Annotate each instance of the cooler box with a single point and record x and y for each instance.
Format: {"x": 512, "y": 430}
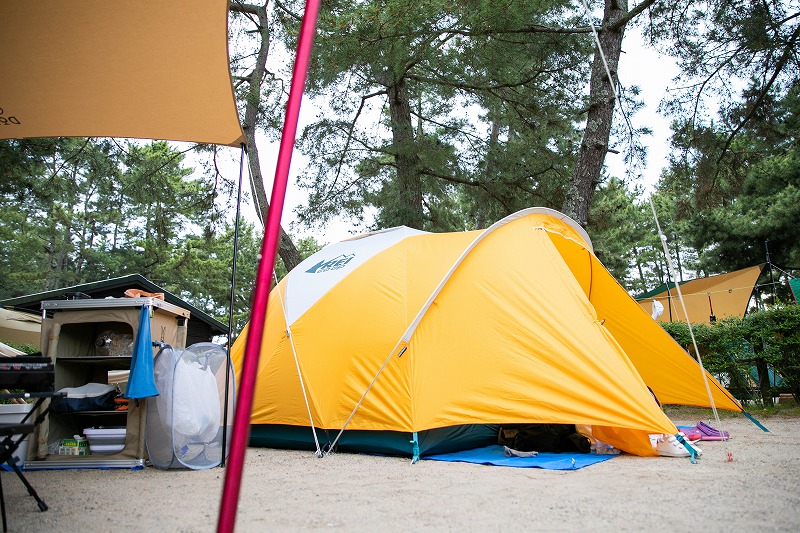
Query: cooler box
{"x": 105, "y": 440}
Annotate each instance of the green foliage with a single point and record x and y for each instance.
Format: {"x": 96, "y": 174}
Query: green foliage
{"x": 83, "y": 210}
{"x": 441, "y": 115}
{"x": 734, "y": 348}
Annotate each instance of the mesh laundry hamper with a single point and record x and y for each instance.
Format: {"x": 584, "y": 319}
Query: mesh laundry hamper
{"x": 185, "y": 421}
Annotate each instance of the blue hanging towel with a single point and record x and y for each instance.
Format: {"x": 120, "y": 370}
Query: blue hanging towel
{"x": 142, "y": 381}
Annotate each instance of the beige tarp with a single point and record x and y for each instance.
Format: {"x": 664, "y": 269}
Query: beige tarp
{"x": 20, "y": 328}
{"x": 149, "y": 69}
{"x": 727, "y": 294}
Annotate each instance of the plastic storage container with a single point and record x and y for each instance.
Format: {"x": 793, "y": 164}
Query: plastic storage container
{"x": 105, "y": 440}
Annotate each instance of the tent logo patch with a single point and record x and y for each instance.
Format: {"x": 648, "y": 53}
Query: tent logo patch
{"x": 6, "y": 120}
{"x": 331, "y": 264}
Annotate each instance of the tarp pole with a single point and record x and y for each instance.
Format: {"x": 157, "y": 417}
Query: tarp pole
{"x": 232, "y": 305}
{"x": 241, "y": 419}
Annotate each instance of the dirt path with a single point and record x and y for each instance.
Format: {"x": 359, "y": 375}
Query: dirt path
{"x": 294, "y": 491}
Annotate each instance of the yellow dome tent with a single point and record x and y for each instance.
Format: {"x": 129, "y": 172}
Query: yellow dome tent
{"x": 416, "y": 343}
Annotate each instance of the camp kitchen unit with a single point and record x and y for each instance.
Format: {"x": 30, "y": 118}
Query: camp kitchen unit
{"x": 90, "y": 341}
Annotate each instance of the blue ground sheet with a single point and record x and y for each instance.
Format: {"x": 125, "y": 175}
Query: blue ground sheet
{"x": 494, "y": 455}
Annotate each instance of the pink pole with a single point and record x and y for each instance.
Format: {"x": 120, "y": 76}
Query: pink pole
{"x": 252, "y": 351}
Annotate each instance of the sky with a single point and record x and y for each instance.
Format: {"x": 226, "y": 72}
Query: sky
{"x": 638, "y": 66}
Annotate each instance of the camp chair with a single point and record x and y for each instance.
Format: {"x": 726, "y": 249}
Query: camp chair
{"x": 33, "y": 373}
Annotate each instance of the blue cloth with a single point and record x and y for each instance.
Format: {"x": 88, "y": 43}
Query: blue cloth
{"x": 142, "y": 381}
{"x": 494, "y": 455}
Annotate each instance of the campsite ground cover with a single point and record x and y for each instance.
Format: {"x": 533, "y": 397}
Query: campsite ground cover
{"x": 285, "y": 490}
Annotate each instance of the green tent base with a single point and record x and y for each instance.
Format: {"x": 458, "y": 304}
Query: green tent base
{"x": 400, "y": 443}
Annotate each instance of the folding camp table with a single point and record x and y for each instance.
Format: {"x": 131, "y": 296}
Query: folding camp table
{"x": 34, "y": 373}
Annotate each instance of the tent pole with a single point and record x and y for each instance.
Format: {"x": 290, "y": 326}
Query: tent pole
{"x": 771, "y": 277}
{"x": 241, "y": 419}
{"x": 230, "y": 309}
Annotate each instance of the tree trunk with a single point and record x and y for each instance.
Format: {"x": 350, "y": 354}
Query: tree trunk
{"x": 287, "y": 251}
{"x": 601, "y": 112}
{"x": 409, "y": 210}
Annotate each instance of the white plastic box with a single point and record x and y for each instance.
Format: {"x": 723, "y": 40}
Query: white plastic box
{"x": 105, "y": 440}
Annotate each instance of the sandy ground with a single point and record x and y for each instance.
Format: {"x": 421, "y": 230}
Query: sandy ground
{"x": 294, "y": 491}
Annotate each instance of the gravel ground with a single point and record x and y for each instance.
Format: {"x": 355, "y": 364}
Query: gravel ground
{"x": 285, "y": 490}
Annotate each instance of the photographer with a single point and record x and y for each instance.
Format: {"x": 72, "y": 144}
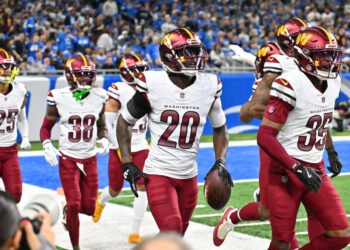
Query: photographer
{"x": 11, "y": 227}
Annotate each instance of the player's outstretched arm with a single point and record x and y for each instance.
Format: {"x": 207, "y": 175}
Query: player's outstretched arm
{"x": 102, "y": 133}
{"x": 22, "y": 124}
{"x": 334, "y": 161}
{"x": 45, "y": 135}
{"x": 111, "y": 109}
{"x": 255, "y": 107}
{"x": 131, "y": 173}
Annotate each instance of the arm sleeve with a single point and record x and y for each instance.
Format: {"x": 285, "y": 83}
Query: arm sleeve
{"x": 216, "y": 115}
{"x": 137, "y": 107}
{"x": 45, "y": 130}
{"x": 272, "y": 65}
{"x": 111, "y": 117}
{"x": 22, "y": 122}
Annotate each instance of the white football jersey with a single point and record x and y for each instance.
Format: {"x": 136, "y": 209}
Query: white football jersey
{"x": 122, "y": 92}
{"x": 279, "y": 64}
{"x": 176, "y": 121}
{"x": 10, "y": 106}
{"x": 78, "y": 129}
{"x": 304, "y": 133}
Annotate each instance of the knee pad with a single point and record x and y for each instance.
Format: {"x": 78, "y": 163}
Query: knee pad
{"x": 17, "y": 196}
{"x": 172, "y": 223}
{"x": 73, "y": 206}
{"x": 339, "y": 242}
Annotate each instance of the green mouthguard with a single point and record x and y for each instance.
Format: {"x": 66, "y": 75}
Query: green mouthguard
{"x": 79, "y": 94}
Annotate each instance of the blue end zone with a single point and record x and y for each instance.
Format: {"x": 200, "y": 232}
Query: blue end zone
{"x": 242, "y": 161}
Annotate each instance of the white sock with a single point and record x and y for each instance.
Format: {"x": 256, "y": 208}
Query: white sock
{"x": 140, "y": 205}
{"x": 105, "y": 196}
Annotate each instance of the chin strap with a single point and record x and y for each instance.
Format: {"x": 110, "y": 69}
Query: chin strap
{"x": 15, "y": 72}
{"x": 78, "y": 94}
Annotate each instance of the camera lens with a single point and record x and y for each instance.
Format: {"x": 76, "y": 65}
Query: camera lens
{"x": 42, "y": 203}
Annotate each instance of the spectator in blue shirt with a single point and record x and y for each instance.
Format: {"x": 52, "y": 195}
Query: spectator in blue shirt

++++++++++++++++++++

◆ Task prompt: Copy every entry exactly as written. Pictures are excluded.

◆ Complete response:
Annotate each instance of the cooler box with a single point and record x and y for each instance.
Format: {"x": 512, "y": 430}
Query: cooler box
{"x": 105, "y": 440}
Annotate each instance of the green foliage with a single point and record x and y for each instance.
Format: {"x": 96, "y": 174}
Query: green foliage
{"x": 83, "y": 210}
{"x": 441, "y": 115}
{"x": 734, "y": 348}
Annotate each instance of the mesh laundry hamper with a single point and record x and y for each instance.
Format: {"x": 584, "y": 319}
Query: mesh laundry hamper
{"x": 185, "y": 421}
Annotate each instance of the blue hanging towel with a single point and record x and y for each instance.
Format: {"x": 120, "y": 370}
Query: blue hanging towel
{"x": 142, "y": 381}
Annotate each instance of the beige tarp with a single point and record x and y for each instance.
Format: {"x": 664, "y": 269}
Query: beige tarp
{"x": 20, "y": 328}
{"x": 149, "y": 69}
{"x": 727, "y": 294}
Annotate each instance of the plastic storage container with a single point and record x and y for each instance.
Format: {"x": 793, "y": 164}
Query: plastic storage container
{"x": 105, "y": 440}
Annotate each instance of the tent logo patch with a single point and record x and y for each instance.
Format: {"x": 648, "y": 53}
Query: tent logo patch
{"x": 6, "y": 120}
{"x": 331, "y": 264}
Annotate each instance of the tarp pole with a single point and record x and y for each instance.
Format: {"x": 157, "y": 417}
Query: tarp pole
{"x": 232, "y": 305}
{"x": 241, "y": 419}
Annotate each instance of the dirt path with a single point and record x and y for each instance.
Format: {"x": 359, "y": 375}
Query: dirt path
{"x": 294, "y": 491}
Annotate each instance of the yellow dome tent with a single point and record x and y for each instance.
Format: {"x": 129, "y": 172}
Query: yellow dome tent
{"x": 416, "y": 343}
Annotate each instance of the camp kitchen unit with a single point and record x and y for each instance.
Format: {"x": 30, "y": 118}
Query: camp kitchen unit
{"x": 90, "y": 341}
Annotate each instance of the blue ground sheet with a single point and record x and y for each instance.
Format: {"x": 125, "y": 175}
Query: blue ground sheet
{"x": 494, "y": 455}
Annotate each instance of the pink pole with a single point and record x and y for each instance.
Format: {"x": 120, "y": 76}
Query: pink pole
{"x": 252, "y": 351}
Annotate each instance of the sky with a single point and record x and y for each instance.
Format: {"x": 226, "y": 72}
Query: sky
{"x": 638, "y": 66}
Annotate each instance of the camp chair with a single point and record x and y for each instance.
Format: {"x": 726, "y": 249}
Query: camp chair
{"x": 33, "y": 373}
Annotate each instance of the blue cloth with a single point and record x and y for each instance.
Format: {"x": 88, "y": 43}
Query: blue cloth
{"x": 142, "y": 381}
{"x": 494, "y": 455}
Annotate each instance of the campsite ground cover with a single point and record x and y for each instance.
Format: {"x": 533, "y": 397}
Query: campsite ground cover
{"x": 285, "y": 490}
Annotate each instance of the green tent base with a single point and record x and y for each instance.
Format: {"x": 458, "y": 304}
Query: green tent base
{"x": 400, "y": 443}
Annotate each instance of the folding camp table with a single point and record x and y for each instance.
Format: {"x": 131, "y": 296}
Query: folding camp table
{"x": 34, "y": 373}
Annotate each instance of the tent pole with a single point and record x and y for each instance.
Format: {"x": 290, "y": 326}
Query: tent pole
{"x": 771, "y": 277}
{"x": 241, "y": 419}
{"x": 230, "y": 309}
Annotate each instance of the tree trunk with a single point and record x and y for each instance.
Format: {"x": 350, "y": 354}
Query: tree trunk
{"x": 287, "y": 251}
{"x": 601, "y": 112}
{"x": 409, "y": 210}
Annotate each instance of the white plastic box with a single point and record x and y for each instance.
Format: {"x": 723, "y": 40}
Query: white plastic box
{"x": 105, "y": 440}
Annotate each instance of the sandy ground with a single point and record x and y for each instance.
Format: {"x": 421, "y": 230}
Query: sandy ground
{"x": 294, "y": 491}
Annotate each instance of the gravel ground with a single point and record x and y for each instance.
Format: {"x": 355, "y": 364}
Query: gravel ground
{"x": 285, "y": 490}
Annotate each instance of the photographer with a single point and record x and y for each instance.
Format: {"x": 72, "y": 144}
Query: photographer
{"x": 11, "y": 227}
Annotate each instance of the player's outstretched arm with a single point and record x and y for each instance.
Format: {"x": 207, "y": 175}
Query: player's outstretched arm
{"x": 102, "y": 133}
{"x": 22, "y": 124}
{"x": 334, "y": 161}
{"x": 45, "y": 135}
{"x": 111, "y": 109}
{"x": 255, "y": 107}
{"x": 131, "y": 173}
Annotate each instance of the arm sleeve with a single point and record x and y for each instance.
Format: {"x": 285, "y": 83}
Query: arm sleeve
{"x": 216, "y": 115}
{"x": 137, "y": 107}
{"x": 45, "y": 130}
{"x": 272, "y": 65}
{"x": 111, "y": 117}
{"x": 22, "y": 122}
Annotate each instance of the white football jersey with a single point and record x and y for each instance.
Format: {"x": 136, "y": 209}
Query: white football jersey
{"x": 122, "y": 92}
{"x": 279, "y": 64}
{"x": 176, "y": 121}
{"x": 10, "y": 106}
{"x": 78, "y": 129}
{"x": 304, "y": 133}
Annotate each instance of the knee pad with a single point and record x and y for each instance.
Format: {"x": 78, "y": 163}
Query: knee pad
{"x": 17, "y": 196}
{"x": 172, "y": 223}
{"x": 73, "y": 206}
{"x": 339, "y": 242}
Annotate each instance of the green mouthguard with a single point and record x and y for each instance.
Format: {"x": 66, "y": 75}
Query: green mouthguard
{"x": 79, "y": 94}
Annotate each instance of the blue end zone with a single point and record x and y for each instance.
Format: {"x": 200, "y": 232}
Query: blue end zone
{"x": 242, "y": 161}
Annotate each instance of the white sock with a single point and record x and y for each instance.
Format: {"x": 256, "y": 208}
Query: white sock
{"x": 140, "y": 205}
{"x": 105, "y": 196}
Annotate each instance of the chin strap with a single point and record x and y for each instance.
Format: {"x": 110, "y": 69}
Query: chin strap
{"x": 15, "y": 72}
{"x": 78, "y": 94}
Annotate each instance of the camera lens with a single point and record x and y for each instance.
Format: {"x": 76, "y": 65}
Query: camera lens
{"x": 42, "y": 203}
Annotate each instance of the spectator in blue shirt with a single point and record x and y for each instance.
Format: {"x": 52, "y": 195}
Query: spectator in blue shirt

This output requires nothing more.